** EXERCISE INPUTS **
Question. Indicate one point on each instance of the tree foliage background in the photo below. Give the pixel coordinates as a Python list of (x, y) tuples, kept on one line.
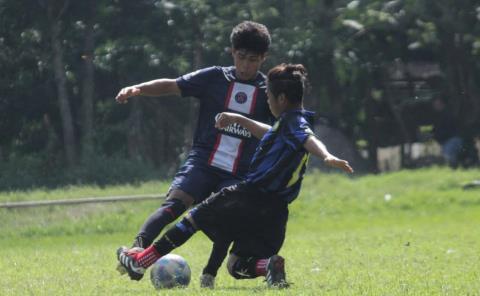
[(62, 63)]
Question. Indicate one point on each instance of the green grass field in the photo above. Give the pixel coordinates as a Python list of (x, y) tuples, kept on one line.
[(405, 233)]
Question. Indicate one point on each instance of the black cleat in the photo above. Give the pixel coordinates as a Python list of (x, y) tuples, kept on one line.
[(276, 272), (128, 264)]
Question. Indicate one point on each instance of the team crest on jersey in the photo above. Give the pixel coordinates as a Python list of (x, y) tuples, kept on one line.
[(241, 97)]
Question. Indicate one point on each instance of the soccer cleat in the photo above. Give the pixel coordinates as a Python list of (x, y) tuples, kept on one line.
[(207, 281), (276, 272), (128, 264), (122, 270)]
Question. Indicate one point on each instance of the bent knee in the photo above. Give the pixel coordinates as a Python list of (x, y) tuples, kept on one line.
[(232, 259)]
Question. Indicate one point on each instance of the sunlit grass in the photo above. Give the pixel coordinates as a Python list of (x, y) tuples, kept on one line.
[(405, 233)]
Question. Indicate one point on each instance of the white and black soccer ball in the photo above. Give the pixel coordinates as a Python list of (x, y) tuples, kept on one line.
[(170, 271)]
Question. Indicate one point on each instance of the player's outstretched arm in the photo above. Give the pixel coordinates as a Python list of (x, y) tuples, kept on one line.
[(317, 148), (258, 129), (152, 88)]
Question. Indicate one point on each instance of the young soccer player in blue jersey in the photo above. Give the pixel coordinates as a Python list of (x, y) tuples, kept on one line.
[(253, 214), (218, 158)]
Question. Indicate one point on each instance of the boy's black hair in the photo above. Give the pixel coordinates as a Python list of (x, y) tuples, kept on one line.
[(289, 79), (251, 36)]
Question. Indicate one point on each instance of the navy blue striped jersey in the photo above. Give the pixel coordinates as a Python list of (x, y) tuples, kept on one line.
[(218, 90), (280, 160)]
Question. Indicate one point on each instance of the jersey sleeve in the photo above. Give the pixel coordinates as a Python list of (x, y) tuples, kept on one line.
[(296, 134), (195, 83)]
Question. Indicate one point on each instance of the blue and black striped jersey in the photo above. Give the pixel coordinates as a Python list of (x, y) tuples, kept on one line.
[(280, 160), (230, 149)]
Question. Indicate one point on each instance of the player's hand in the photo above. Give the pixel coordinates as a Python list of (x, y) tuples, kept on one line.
[(224, 119), (338, 163), (126, 93)]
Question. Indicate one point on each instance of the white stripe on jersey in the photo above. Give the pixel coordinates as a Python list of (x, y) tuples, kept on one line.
[(226, 153)]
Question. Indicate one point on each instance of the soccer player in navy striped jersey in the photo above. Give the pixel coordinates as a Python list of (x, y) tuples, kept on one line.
[(219, 157), (254, 213)]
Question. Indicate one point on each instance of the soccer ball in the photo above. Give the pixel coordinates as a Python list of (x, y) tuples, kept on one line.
[(170, 271)]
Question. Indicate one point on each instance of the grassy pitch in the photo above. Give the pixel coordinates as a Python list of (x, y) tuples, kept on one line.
[(405, 233)]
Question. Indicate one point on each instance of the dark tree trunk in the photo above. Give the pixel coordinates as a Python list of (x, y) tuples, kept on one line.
[(61, 83), (88, 87)]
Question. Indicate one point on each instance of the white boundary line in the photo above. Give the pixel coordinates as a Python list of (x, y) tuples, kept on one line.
[(39, 203)]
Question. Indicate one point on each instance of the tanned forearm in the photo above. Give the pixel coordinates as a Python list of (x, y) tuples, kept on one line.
[(317, 148), (258, 129), (154, 88), (158, 87)]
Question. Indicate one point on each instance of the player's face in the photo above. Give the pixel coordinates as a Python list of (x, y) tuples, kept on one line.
[(247, 63)]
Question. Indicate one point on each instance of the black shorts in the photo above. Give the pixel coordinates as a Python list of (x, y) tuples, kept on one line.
[(200, 180), (254, 221)]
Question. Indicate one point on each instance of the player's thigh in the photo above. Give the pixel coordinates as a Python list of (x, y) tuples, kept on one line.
[(264, 237), (194, 183), (216, 214)]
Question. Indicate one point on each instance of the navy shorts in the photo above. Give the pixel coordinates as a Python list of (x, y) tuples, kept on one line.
[(254, 221), (201, 180)]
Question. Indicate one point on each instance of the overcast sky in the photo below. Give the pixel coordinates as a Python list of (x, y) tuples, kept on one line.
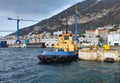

** WORK REQUEST **
The material must be restated verbatim. Its pictures must be omitted.

** SOLUTION TO THIS PROBLEM **
Question. Indicate one point on each instance of the tree foliage background in the photo below. Give the pixel coordinates as a Python list of (x, y) tuples, kept on one line.
[(62, 63)]
Question. Indicate one point on each instance of the green grass field in the photo above. Give the pixel coordinates as a Python list of (x, y) tuples, kept on one line.
[(405, 233)]
Question. Indicate one point on each instance of the black cleat in the photo above. Give the pixel coordinates as a Python list of (x, y) tuples, kept on one line.
[(276, 272), (128, 264)]
Question. Indicate one point on each instance of the team crest on jersey in the photo above. Give the pixel coordinates as a Python list of (x, y) tuples, kept on one line.
[(241, 97)]
Question. Indicate one point on each instance of the soccer cleat in the photo above. Give the pixel coordinates as a Python list of (x, y) tuples, kept on one line.
[(207, 281), (276, 272), (128, 264), (122, 270)]
Question. Indicate one point on each instance of the bent knee in the photo above. Give the pixel coordinates as a Python list of (x, y) tuples, kept on one line.
[(232, 259)]
Question. Indicate one point on each instance of the sunlit grass in the photo above. Give the pixel coordinates as a Python list of (x, y) tuples, kept on one line.
[(405, 233)]
Question. Indicate one point on each instance of the white and black soccer ball in the photo above. Give the pixel coordinates as a Python list of (x, y) tuples, kept on one line.
[(170, 271)]
Question. Indicate one point on each instance of the player's outstretched arm in the photo above. Give the pixel coordinates as a Python list of (x, y) tuples, kept on one line.
[(317, 148), (258, 129), (152, 88)]
Question. Indicate one point on each instance of the young soccer player in blue jersey in the photo above. Give the pixel coordinates as a Python list of (x, y) tuples, kept on one line.
[(253, 214), (218, 158)]
Question. Indicate one point on each instance of the boy's black hair in the photo above. Give the pixel coordinates as a Python list of (x, y) tuples, kept on one line.
[(289, 79), (251, 36)]
Question. Indicate one point on each instance of the navy blue striped jersey in the photo above. Give the pixel coordinates as a Python list of (x, y) tuples, kept on one line.
[(218, 90), (280, 160)]
Question. Indicate one point on each instance of the jersey sleeve in the photo above. Give the pixel coordinates as a Python list of (x, y) tuples, kept on one line.
[(296, 134), (195, 83)]
Question. Indicate one point on each instance of the blue and black striped jersey in the photo above. Give the pixel coordinates as a Python list of (x, y) tuples, kept on one line.
[(280, 160), (230, 149)]
Question. Indicate one point on each instance of the player's hand in the photo above. Give the pixel coordinates as a Python list of (x, y) tuples, kept on one line.
[(224, 119), (338, 163), (126, 93)]
Question. Indicate one point on each instance of the white stripe on jersey in the photo above. Give the pixel coordinates as a Python list of (x, y) tuples, kept on one line.
[(226, 153)]
Question. Indicate one point on each instance of the soccer player in navy striped jersey in the photo above. Give the pixel coordinates as a Python list of (x, y) tuples, kept on one line.
[(219, 157), (254, 213)]
Question. Indicate one point on each instance of the soccer ball in the photo above. Give the pixel coordinates as a Python list of (x, y) tuples, kept on one line.
[(170, 271)]
Question. Indicate one point on each instance of the grassy pitch in the photo above. Give the pixel coordinates as a Python list of (x, y) tuples, kept on one line.
[(405, 233)]
Question. Indicate one point on each instance of the dark tree trunk in the photo above. Give the pixel coordinates as a Python list of (x, y) tuples, kept on one line.
[(61, 83), (88, 87)]
Question. Indicate one point on each instance of the white boundary line in the photo above. Give the pixel coordinates as a Python list of (x, y) tuples, kept on one line.
[(39, 203)]
Question. Indicate one point on each instance of the tanned forearm in the photo above. Give the pixel coordinates as a Python list of (x, y) tuples, kept on one line.
[(317, 148), (258, 129), (154, 88), (158, 87)]
Question. Indicate one point on each instance of the player's face in the photo above. Give the pixel coordinates as a Python list of (x, y) tuples, kept on one line.
[(247, 63)]
Question. Indicate one point on each instance of the black shorts in the photo above. Give the pixel coordinates as a Python list of (x, y) tuples, kept on one line.
[(200, 180), (254, 221)]
Question. Indicate one point on each instance of the player's thigh in the photo above. Give the pixel coordinates as a Python list of (x, y) tuples, kept on one line.
[(264, 237), (194, 183), (216, 214)]
Question. Indicate one point on each instance of the navy shorts in the photo above. Give the pixel coordinates as a Python list of (x, y) tuples, kept on one line.
[(254, 221), (201, 180)]
Question. Indicate one point on each instance of the overcast sky in the photo below. Give the pixel coordinates as a Python list of (x, y) tuples, kept on one line.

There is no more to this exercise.